__EXCERPT PROVIDED__:
————————
DETROIT

Detroit, cops sued over wrongful murder conviction

Oralandar Brand-Williams
The Detroit News

Davontae Sanford, the Detroit man who was wrongly imprisoned for nearly nine years for four slayings a decade ago sued the city of Detroit and a pair of police officers Monday for the handling of the murder case that sent him to prison.

Sanford says a casual conversation with a Detroit detective turned him into a suspect in the quadruple homicide in 2007. He was convicted and sent to prison for the crime before a Michigan State Police reinvestigation led to Sanford being released from prison last year and the charges dismissed.

Sanford and his lawyer said he was wrongly incarcerated from age 14 until he was 23 for the slayings at a reputed drug house on Runyon Street on Detroit’s east side. A judge dismissed the charges against Sanford in July 2016.

In the lawsuit, Sanford’s attorneys say his nightmare of being questioned and then detained by police “was no accident” Sept. 17, 2007.

“Rather it was the direct result of serious misconduct by Defendant Detroit Police Department detectives, who railroaded an easy and vulnerable target rather than do the hard work,” according to the legal briefs filed in the lawsuit in U.S. District Court in Detroit.
————————
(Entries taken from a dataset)
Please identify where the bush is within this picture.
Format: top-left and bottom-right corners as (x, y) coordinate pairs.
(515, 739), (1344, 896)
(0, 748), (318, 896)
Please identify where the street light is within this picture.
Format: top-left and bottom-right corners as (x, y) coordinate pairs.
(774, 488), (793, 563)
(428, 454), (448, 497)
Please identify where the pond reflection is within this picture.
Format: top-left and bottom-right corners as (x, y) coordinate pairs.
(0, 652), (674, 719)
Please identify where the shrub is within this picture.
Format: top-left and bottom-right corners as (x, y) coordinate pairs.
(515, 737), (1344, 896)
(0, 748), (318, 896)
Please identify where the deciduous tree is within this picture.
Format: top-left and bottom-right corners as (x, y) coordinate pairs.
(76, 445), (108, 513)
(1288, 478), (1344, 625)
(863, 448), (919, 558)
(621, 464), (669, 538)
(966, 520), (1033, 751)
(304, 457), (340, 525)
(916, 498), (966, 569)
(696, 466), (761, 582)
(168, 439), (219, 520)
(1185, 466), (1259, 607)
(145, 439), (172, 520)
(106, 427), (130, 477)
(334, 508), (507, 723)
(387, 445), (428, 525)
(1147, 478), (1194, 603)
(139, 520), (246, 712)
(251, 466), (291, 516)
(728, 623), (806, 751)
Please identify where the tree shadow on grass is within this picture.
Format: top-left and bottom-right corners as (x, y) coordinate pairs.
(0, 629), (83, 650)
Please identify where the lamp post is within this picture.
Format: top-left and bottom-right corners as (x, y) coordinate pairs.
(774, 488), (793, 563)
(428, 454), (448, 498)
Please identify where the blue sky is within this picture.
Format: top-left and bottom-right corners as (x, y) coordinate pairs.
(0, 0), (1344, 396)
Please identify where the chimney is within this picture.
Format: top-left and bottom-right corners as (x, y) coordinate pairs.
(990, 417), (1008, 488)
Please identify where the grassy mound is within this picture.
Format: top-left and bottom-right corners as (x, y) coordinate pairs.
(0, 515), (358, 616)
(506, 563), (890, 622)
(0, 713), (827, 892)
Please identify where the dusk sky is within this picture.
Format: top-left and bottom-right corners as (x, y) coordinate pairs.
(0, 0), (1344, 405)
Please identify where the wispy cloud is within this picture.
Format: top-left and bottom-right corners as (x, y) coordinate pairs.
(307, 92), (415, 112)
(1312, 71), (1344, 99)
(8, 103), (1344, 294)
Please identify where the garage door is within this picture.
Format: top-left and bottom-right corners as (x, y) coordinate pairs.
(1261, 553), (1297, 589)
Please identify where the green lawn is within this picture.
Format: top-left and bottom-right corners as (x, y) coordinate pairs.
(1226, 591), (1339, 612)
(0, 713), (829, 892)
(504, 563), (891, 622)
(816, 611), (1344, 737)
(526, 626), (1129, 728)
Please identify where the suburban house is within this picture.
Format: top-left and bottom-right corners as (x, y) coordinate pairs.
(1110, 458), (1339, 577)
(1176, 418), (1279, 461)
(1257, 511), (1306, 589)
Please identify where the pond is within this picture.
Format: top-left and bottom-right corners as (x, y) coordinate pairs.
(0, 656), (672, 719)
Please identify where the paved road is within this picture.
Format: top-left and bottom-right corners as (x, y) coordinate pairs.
————————
__TASKS__:
(a) In the news article, on which street was the reputed drug house where the slayings happened?
(b) From the news article, copy out the passage starting with "Oralandar Brand-Williams" and going on through "the charges dismissed.".
The entries aren't needed for the tasks.

__TASK-BY-TASK SOLUTIONS__:
(a) Runyon Street, on Detroit's east side.

(b)
Oralandar Brand-Williams
The Detroit News

Davontae Sanford, the Detroit man who was wrongly imprisoned for nearly nine years for four slayings a decade ago sued the city of Detroit and a pair of police officers Monday for the handling of the murder case that sent him to prison.

Sanford says a casual conversation with a Detroit detective turned him into a suspect in the quadruple homicide in 2007. He was convicted and sent to prison for the crime before a Michigan State Police reinvestigation led to Sanford being released from prison last year and the charges dismissed.